[PATCH] powerpc/vdso32: inline __get_datapage()

Christophe Leroy christophe.leroy at c-s.fr
Sat Aug 17 00:48:48 AEST 2019


__get_datapage() is only a few instructions to retrieve the
address of the page where the kernel stores data to the VDSO.

By inlining this function into its users, a bl/blr pair and
a mflr/mtlr pair is avoided, plus a few reg moves.

The improvement is noticeable (about 55 nsec/call on an 8xx)

:: TASK SET ::
a: List every PowerPC instruction mnemonic mentioned in the vdso32 patch text.
b: Extend the vdso32 patch text, picking up right after its final line.
The material that comes next is separate from the vdso32 patch text.

:: DATA EXCERPTS ::
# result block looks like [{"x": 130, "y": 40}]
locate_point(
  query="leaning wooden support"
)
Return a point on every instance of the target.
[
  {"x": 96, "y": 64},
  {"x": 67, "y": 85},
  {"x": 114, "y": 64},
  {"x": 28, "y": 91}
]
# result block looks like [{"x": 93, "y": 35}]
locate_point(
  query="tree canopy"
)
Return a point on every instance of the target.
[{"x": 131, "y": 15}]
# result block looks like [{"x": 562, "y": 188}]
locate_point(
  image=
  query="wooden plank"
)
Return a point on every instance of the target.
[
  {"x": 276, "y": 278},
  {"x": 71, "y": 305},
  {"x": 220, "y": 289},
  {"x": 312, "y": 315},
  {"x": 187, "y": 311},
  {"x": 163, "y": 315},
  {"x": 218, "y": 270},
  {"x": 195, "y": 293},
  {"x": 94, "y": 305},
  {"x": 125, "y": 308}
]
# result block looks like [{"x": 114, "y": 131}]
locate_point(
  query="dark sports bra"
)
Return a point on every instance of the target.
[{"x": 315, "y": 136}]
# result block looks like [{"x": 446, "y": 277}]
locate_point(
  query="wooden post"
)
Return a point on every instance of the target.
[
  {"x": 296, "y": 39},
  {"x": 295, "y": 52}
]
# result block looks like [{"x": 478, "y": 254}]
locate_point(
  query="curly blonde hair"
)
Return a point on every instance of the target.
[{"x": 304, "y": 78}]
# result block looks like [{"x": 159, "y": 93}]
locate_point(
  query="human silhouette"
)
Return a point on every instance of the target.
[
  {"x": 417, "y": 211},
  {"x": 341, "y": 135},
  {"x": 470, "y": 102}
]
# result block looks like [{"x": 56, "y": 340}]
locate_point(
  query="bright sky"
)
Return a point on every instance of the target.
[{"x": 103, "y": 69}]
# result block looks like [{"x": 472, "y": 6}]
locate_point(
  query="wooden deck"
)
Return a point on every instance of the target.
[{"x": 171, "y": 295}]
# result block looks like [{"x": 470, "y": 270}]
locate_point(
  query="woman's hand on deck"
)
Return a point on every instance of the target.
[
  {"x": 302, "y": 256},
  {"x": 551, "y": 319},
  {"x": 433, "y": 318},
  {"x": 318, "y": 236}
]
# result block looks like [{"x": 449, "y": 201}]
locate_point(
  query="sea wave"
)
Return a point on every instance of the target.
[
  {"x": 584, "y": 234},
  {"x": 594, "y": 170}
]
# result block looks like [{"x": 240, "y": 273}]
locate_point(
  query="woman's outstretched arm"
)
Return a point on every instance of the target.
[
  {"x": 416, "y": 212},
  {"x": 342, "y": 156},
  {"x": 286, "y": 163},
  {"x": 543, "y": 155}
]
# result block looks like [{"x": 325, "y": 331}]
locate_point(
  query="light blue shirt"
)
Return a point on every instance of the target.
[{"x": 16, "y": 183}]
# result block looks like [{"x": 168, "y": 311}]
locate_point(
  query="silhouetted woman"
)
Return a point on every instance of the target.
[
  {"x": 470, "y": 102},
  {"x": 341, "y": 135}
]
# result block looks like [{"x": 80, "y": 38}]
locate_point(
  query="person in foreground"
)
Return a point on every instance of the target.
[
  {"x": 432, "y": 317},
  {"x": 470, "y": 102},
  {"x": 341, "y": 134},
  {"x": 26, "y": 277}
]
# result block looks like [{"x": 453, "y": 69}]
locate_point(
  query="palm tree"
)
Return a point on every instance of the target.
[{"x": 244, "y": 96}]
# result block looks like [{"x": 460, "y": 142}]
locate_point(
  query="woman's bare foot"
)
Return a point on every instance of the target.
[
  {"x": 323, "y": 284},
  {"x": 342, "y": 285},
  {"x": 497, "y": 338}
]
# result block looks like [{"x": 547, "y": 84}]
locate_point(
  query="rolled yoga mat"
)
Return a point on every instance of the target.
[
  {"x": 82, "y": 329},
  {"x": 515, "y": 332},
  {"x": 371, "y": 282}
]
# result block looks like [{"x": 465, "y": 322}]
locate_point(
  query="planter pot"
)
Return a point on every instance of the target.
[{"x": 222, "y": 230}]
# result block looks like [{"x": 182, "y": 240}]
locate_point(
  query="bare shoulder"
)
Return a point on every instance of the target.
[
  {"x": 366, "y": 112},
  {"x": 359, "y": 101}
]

:: RESULTS FOR THE EXERCISE ::
a: bl, blr, mflr, mtlr

b:
vdsotest before the patch:
gettimeofday:    vdso: 731 nsec/call
clock-gettime-realtime-coarse:    vdso: 668 nsec/call
clock-gettime-monotonic-coarse:    vdso: 745 nsec/call

vdsotest after the patch:
gettimeofday:    vdso: 677 nsec/call
clock-gettime-realtime-coarse:    vdso: 613 nsec/call
clock-gettime-monotonic-coarse:    vdso: 690 nsec/call

Signed-off-by: Christophe Leroy <christophe.leroy at c-s.fr>
---
 arch/powerpc/kernel/vdso32/cacheflush.S   | 10 +++++-----
 arch/powerpc/kernel/vdso32/datapage.S     | 29 ++++-------------------------
 arch/powerpc/kernel/vdso32/datapage.h     | 12 ++++++++++++
 arch/powerpc/kernel/vdso32/gettimeofday.S | 11 +++++------
 4 files changed, 26 insertions(+), 36 deletions(-)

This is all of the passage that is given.